■ TASK OBJECTIVE: An exact copy of every record, with no pictures, please.

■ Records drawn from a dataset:
——————————

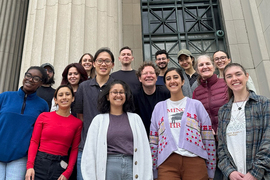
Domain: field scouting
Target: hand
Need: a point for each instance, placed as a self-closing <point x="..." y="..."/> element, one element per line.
<point x="236" y="176"/>
<point x="248" y="176"/>
<point x="62" y="177"/>
<point x="30" y="174"/>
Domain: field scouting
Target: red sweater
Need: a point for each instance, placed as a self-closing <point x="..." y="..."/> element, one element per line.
<point x="55" y="134"/>
<point x="213" y="94"/>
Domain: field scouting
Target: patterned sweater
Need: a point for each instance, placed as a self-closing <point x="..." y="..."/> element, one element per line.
<point x="195" y="135"/>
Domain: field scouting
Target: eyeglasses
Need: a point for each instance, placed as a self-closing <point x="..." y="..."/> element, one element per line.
<point x="87" y="60"/>
<point x="28" y="76"/>
<point x="115" y="93"/>
<point x="101" y="61"/>
<point x="163" y="59"/>
<point x="220" y="58"/>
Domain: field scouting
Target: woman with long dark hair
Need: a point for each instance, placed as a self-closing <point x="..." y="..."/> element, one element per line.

——————————

■ TASK RESPONSE:
Domain: field scouting
Target: hand
Need: a point for each instance, placed as a self-closing <point x="..." y="..."/> element, one element per line.
<point x="236" y="176"/>
<point x="248" y="176"/>
<point x="62" y="177"/>
<point x="30" y="174"/>
Domain: field scouting
Target: red sweater
Need: a point for each instance, placed as a self-closing <point x="..." y="..."/> element, one element per line.
<point x="55" y="134"/>
<point x="213" y="94"/>
Domain: field scouting
Target: patterned sweater
Need: a point for each instance, placed as a self-closing <point x="..." y="..."/> element, one element per line.
<point x="195" y="135"/>
Domain: field scouting
Target: eyeglasses
Need: a point for each instance, placed as a self-closing <point x="..." y="..."/> element, one element per line.
<point x="87" y="60"/>
<point x="28" y="76"/>
<point x="115" y="93"/>
<point x="101" y="61"/>
<point x="163" y="59"/>
<point x="220" y="58"/>
Domain: field scouting
Target: woman with long dark hair
Need: a point for each instance, placed as a self-closing <point x="..." y="..."/> element, one element per line.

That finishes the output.